* _Direction_
In the entries below, take the stretch from the line containing "Every instance of the black dress takes" through the line containing "<point>219,203</point>" and give it as a numbered list, omitting any blank lines.

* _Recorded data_
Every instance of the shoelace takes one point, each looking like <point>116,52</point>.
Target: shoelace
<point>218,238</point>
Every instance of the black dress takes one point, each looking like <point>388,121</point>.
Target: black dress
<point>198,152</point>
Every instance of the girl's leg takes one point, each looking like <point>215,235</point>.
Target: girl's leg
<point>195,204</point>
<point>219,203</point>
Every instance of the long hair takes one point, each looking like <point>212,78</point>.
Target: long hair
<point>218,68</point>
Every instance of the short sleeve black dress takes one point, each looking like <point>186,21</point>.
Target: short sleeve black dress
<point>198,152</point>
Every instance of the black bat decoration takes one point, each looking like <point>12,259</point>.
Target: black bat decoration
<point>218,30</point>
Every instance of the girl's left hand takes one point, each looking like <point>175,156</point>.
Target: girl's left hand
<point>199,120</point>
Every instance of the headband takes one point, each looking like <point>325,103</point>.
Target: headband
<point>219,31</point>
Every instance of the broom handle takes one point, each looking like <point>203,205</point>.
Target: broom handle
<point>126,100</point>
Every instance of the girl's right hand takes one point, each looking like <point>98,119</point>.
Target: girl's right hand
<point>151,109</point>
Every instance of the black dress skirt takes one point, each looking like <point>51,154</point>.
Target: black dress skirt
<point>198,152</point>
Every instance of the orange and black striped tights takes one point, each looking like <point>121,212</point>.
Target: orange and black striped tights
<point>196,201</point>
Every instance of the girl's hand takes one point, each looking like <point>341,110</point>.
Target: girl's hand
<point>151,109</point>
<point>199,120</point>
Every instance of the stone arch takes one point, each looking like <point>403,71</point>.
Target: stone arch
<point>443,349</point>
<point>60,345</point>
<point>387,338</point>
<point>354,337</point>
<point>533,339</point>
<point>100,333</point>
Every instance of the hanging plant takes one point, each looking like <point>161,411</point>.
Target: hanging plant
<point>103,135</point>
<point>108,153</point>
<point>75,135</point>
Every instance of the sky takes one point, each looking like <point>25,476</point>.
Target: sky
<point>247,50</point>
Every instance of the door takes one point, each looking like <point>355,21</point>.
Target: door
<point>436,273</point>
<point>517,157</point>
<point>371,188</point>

* _Task response_
1. Every instance of the black dress takes one point, each looking like <point>388,121</point>.
2. Target: black dress
3. <point>198,152</point>
4. Every instance of the girl's leg takes one point, each looking like <point>215,235</point>.
5. Target: girl's leg
6. <point>195,204</point>
7. <point>219,203</point>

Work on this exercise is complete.